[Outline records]

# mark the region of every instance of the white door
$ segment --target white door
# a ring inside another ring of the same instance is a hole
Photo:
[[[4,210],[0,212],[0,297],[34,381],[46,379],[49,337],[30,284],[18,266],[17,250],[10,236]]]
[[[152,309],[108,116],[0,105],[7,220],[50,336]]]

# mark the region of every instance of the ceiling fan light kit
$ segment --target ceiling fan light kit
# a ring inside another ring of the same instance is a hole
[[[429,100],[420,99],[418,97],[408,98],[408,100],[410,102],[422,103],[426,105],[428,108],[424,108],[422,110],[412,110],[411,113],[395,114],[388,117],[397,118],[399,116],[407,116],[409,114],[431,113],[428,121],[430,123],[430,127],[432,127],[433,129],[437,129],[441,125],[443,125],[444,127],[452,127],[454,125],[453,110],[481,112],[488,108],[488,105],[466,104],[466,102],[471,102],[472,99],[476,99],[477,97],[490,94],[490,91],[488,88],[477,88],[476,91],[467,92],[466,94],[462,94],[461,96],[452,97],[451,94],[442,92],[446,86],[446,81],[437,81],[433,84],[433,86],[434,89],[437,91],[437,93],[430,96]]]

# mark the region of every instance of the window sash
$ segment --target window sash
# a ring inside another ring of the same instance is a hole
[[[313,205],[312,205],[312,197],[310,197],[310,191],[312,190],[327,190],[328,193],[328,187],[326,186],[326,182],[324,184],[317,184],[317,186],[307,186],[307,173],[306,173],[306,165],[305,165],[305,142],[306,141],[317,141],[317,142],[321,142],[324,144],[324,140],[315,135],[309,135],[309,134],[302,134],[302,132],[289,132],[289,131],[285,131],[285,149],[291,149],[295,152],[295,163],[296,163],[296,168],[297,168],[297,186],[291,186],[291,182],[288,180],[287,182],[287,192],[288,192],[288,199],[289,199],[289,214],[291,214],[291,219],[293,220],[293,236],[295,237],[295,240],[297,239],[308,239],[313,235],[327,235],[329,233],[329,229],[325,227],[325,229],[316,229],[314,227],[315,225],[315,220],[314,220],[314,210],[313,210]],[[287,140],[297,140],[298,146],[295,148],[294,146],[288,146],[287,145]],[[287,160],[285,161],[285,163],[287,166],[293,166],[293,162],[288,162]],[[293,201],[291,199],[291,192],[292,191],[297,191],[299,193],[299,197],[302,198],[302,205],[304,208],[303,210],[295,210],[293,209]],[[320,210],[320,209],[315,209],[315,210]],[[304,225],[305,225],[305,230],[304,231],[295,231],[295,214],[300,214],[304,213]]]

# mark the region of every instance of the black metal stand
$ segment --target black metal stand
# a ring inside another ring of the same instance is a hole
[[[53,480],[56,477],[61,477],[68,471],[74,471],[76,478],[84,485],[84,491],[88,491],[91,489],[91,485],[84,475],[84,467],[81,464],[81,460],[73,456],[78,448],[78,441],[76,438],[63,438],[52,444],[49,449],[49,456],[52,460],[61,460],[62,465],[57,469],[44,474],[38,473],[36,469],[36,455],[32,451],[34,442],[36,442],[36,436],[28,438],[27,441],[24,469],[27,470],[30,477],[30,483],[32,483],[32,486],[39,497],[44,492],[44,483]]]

• YOUR INSTRUCTIONS
Rewrite all the rows above, swapping "instance" for "occurrence" and changing nothing else.

• CORRECT RESULT
# mark the region of every occurrence of the white door
$ segment --target white door
# a ring inside another ring of the same occurrence is a hole
Photo:
[[[4,210],[0,212],[0,297],[34,381],[46,379],[49,337],[30,284],[18,266],[17,250],[10,236]]]
[[[152,309],[108,116],[0,105],[7,220],[50,336]]]

# mark the region of every occurrence of the ceiling fan light kit
$ segment --target ceiling fan light kit
# a ring inside another ring of the same occurrence is a hole
[[[429,100],[420,99],[418,97],[408,98],[408,100],[410,102],[422,103],[426,105],[428,108],[424,108],[422,110],[412,110],[411,113],[395,114],[388,117],[397,118],[399,116],[407,116],[409,114],[431,113],[428,121],[430,123],[430,127],[432,127],[433,129],[437,129],[441,125],[443,125],[444,127],[452,127],[454,125],[453,110],[481,112],[488,108],[488,105],[466,104],[466,102],[471,102],[472,99],[476,99],[477,97],[490,94],[490,91],[488,88],[477,88],[476,91],[467,92],[466,94],[462,94],[461,96],[452,97],[451,94],[442,92],[446,86],[446,81],[437,81],[433,84],[433,86],[434,89],[437,91],[437,93],[430,96]]]

# mark the region of every occurrence of the window sash
$ segment --target window sash
# a ring inside another ring of the same occurrence is a hole
[[[313,205],[312,205],[312,197],[310,197],[310,191],[312,190],[327,190],[328,193],[328,187],[326,186],[326,182],[324,184],[317,184],[317,186],[307,186],[307,173],[306,173],[306,165],[305,165],[305,142],[306,141],[317,141],[317,142],[321,142],[324,144],[324,140],[315,135],[309,135],[309,134],[302,134],[302,132],[289,132],[289,131],[285,131],[285,149],[291,149],[295,152],[295,163],[296,163],[296,168],[297,168],[297,186],[291,186],[291,182],[288,180],[287,182],[287,192],[288,192],[288,199],[289,199],[289,214],[291,214],[291,219],[293,220],[293,236],[295,237],[295,240],[297,239],[308,239],[313,235],[327,235],[329,233],[329,229],[325,227],[325,229],[316,229],[314,227],[315,225],[315,220],[314,220],[314,210],[313,210]],[[287,140],[297,140],[298,146],[295,148],[294,146],[288,146],[287,145]],[[287,160],[285,161],[285,163],[287,166],[293,166],[293,162],[288,162]],[[293,201],[291,199],[291,192],[292,191],[297,191],[299,193],[299,197],[302,198],[302,205],[304,208],[303,210],[295,210],[293,209]],[[320,210],[320,209],[315,209],[315,210]],[[304,225],[305,225],[305,230],[304,231],[295,231],[295,214],[300,214],[304,213]]]

# mark the region of every occurrence of the black metal stand
$ segment --target black metal stand
# a ring inside another ring of the same occurrence is a hole
[[[53,480],[56,477],[61,477],[68,471],[74,471],[76,478],[84,485],[84,491],[88,491],[91,489],[91,485],[84,475],[84,467],[81,464],[81,460],[73,456],[78,448],[78,441],[76,438],[63,438],[52,444],[49,449],[49,456],[52,460],[61,460],[62,465],[57,469],[44,474],[38,473],[36,469],[36,455],[32,451],[34,442],[36,442],[36,436],[28,438],[27,441],[24,469],[27,470],[30,477],[30,483],[32,483],[32,486],[39,497],[44,492],[44,483]]]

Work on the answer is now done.